* **DOCUMENT PASSAGE**:

►

In truth, there's not much real crime to keep down. Only 10 percent of schools reported any serious crime in a pre-Columbine (1997-8) National Education Association survey, and nearly 9 out of 10 students declared their schools safe. In addition, the contribution of school security officers is hard to distinguish from what the rest of a local police force accomplishes.

Phil Bailey, the vice president of the National Association of School Resource Officers, said its members effectively deterred bullying, hate crimes and drug use and kept small problems from growing.

That's the theory at Blair High's new 3,600-student campus, where 50 security cameras and 10 security officers—three times the size of the force when Seals joined it—keep the screws on. Students seem to presume rather than question the heavy surveillance.

"I think the security makes kids more aware of their behavior," said Pria Anand, co-editor of the student paper. But the cameras don't inhibit her, she added, "and I can't see why they would change a behavior that wasn't illegal."

Seals and Vice Principal Linda Wanner agreed that today's kids are more serious strivers than those of the `80s. They also said parents were more involved now in their kids' school lives, more likely to show up promptly when summoned.

Why's that?

"They've all got cell phones," Seals said.

Probably more important than tighter school security, criminologists said, were these factors:

_ Good economic times. In the decade of economic expansion that ended in 2000, the number of older teens who were neither in school nor at full-time jobs dropped by nearly a third, according to the U.S. Bureau of Labor Statistics. Prosperity, in other words, gave teens more and better options to crime.

_ Population shifts. The Latino population in central cities swelled as teen crime declined, according to Jeff Roth, a University of Pennsylvania criminologist. Their influx, Roth said, brought more intact families, stronger values, higher religious participation—and lower crime rates. At the same time, many of the black families they replaced moved to suburbs where poverty was less concentrated. "Kids once confined to the inner city started seeing lifestyles other than the street," Roth said.

◄

* **RECORDS**:
►

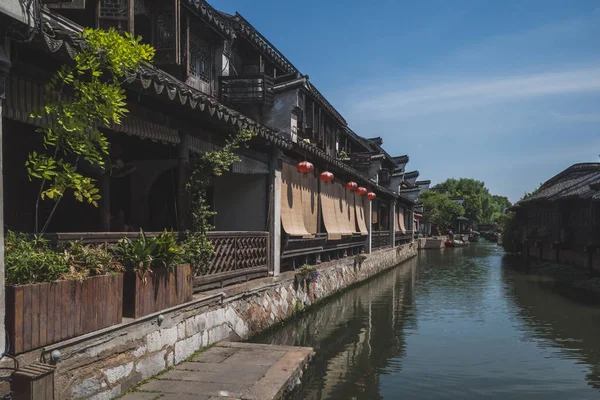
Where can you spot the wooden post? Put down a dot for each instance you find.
(275, 215)
(4, 69)
(182, 173)
(590, 249)
(391, 225)
(369, 222)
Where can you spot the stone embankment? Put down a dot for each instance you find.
(104, 364)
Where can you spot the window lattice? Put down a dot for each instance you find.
(199, 59)
(114, 8)
(164, 30)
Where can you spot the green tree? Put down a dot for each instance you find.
(82, 98)
(439, 210)
(480, 206)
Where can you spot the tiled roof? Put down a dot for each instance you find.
(216, 19)
(62, 33)
(574, 182)
(411, 175)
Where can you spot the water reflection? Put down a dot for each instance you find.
(569, 327)
(455, 323)
(355, 336)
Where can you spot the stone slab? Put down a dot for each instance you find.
(244, 371)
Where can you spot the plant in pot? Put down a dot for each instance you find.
(306, 273)
(54, 294)
(154, 279)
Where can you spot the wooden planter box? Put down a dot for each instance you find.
(165, 288)
(41, 314)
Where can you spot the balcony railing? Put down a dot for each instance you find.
(402, 238)
(250, 89)
(238, 257)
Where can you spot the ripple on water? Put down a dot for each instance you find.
(453, 324)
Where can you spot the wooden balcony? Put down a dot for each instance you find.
(380, 239)
(238, 256)
(249, 89)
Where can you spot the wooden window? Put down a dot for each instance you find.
(166, 33)
(118, 14)
(72, 5)
(200, 60)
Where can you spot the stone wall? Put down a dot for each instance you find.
(104, 364)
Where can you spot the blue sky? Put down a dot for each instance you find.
(507, 92)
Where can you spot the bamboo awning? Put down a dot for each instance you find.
(400, 220)
(360, 210)
(342, 210)
(333, 208)
(310, 201)
(292, 211)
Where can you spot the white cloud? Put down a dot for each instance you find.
(402, 103)
(577, 117)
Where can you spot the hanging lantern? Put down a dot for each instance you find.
(361, 191)
(351, 186)
(304, 167)
(326, 176)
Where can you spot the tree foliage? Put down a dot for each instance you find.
(480, 206)
(82, 98)
(439, 209)
(197, 248)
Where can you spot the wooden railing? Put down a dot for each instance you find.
(402, 238)
(380, 239)
(238, 256)
(246, 89)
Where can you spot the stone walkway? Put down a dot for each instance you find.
(230, 370)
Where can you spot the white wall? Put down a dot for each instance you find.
(16, 10)
(240, 201)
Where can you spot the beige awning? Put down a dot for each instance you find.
(292, 211)
(374, 212)
(342, 210)
(351, 211)
(400, 219)
(330, 206)
(309, 185)
(359, 206)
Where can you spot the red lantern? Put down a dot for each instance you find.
(305, 167)
(351, 186)
(326, 176)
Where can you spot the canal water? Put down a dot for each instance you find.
(451, 324)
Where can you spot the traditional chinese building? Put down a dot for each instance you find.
(213, 74)
(561, 221)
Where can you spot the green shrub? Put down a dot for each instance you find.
(197, 250)
(143, 254)
(31, 260)
(89, 260)
(509, 229)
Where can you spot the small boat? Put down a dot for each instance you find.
(455, 243)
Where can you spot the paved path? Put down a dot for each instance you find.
(230, 370)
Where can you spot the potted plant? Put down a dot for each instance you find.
(57, 294)
(154, 278)
(306, 274)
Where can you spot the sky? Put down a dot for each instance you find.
(507, 92)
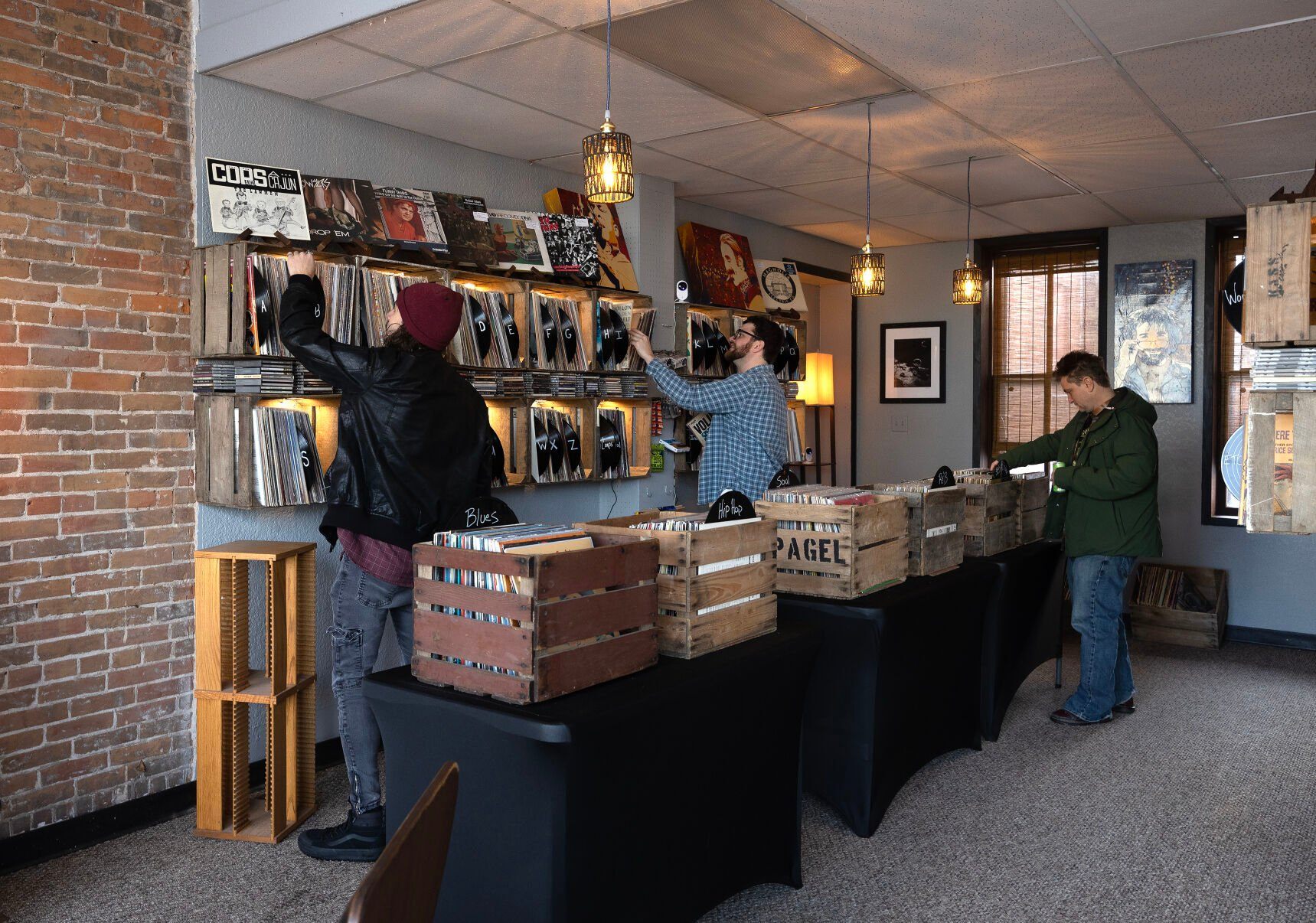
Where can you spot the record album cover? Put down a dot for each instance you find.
(342, 210)
(411, 219)
(248, 196)
(519, 242)
(466, 223)
(720, 267)
(615, 266)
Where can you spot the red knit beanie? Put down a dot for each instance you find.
(430, 313)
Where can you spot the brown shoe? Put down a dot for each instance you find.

◄

* **WHAT YOU WILL DO**:
a: Answer these questions from the passage on school security and teen crime:
(i) What share of schools reported any serious crime in the 1997-8 National Education Association survey?
(ii) How many security cameras are on Blair High's new campus?
(iii) By how much did the number of older teens who were neither in school nor at full-time jobs drop in the decade of economic expansion that ended in 2000?
b: List every person named in the passage on school security and teen crime.
c: Pick up the passage on school security and teen crime after its last sentence and keep writing.
The data that come after the text have nothing to do with it.

* **YOUR WRITTEN ANSWERS**:
a:
(i) 10 percent
(ii) 50
(iii) By nearly a third

b:
Phil Bailey
Seals
Pria Anand
Linda Wanner
Jeff Roth

c:
_ Learning what works. Criminologists decided in the `90s to track what worked and what didn't in dealing with teen crime. Boot camps didn't work, they found. Nor did trying juveniles in adult courts. Big Brother and Big Sister mentoring worked. Foster care for delinquents worked better than lock-ups if foster parents were well trained and the goal was to return the delinquents to well-coached biological parents. Suspending delinquent kids from school or leaving them back didn't work. One happy surprise: They found that if one parent is strong and consistent, the second isn't missed when it comes to preventing delinquency.

_ Imprisoning adults. The incarceration rate rose from 1 per 1,000 adults to 4 from the `80s to today, and it has many foes. But Blumstein, who's among them, and others think that jailing more adults sharply reduced the number of teens who commit crimes with adult accomplices.

_ Abortion? Economist Levitt attributes teen crime's sharp drop to a reduction in unwanted children, which began with the Supreme Court's Roe v. Wade decision in 1973. Criminologist Zimring, among others, thinks it contributed but isn't as big a factor as Levitt argues.

In truth, the declines in U.S. teen crime remain something of a mystery. Zimring noted that Canada's teen-crime rate declined when the U.S. rate did, even though Canada took no major steps to curb it. For that matter, New York City's drop doubled the rest of the country's for reasons that still are being analyzed.

DiIulio, who's now teaching at the University of Pennsylvania, didn't return repeated phone calls or messages asking why super-predators failed to show up and teen crime declined instead. Neither did William Bennett, the former drug czar, who wrote a 1996 book with DiIulio on the topic, titled "Body Count," which attributed the problem to moral decay.

Chuck Colson, the jailed former Nixon aide who founded a ministry for prisoners after his release, took the DiIulio-Bennett line back then. Soaring teen crime, he said, was "a mirror of the community's moral state."

If Colson's right, falling teen crime reflects an unsung moral achievement.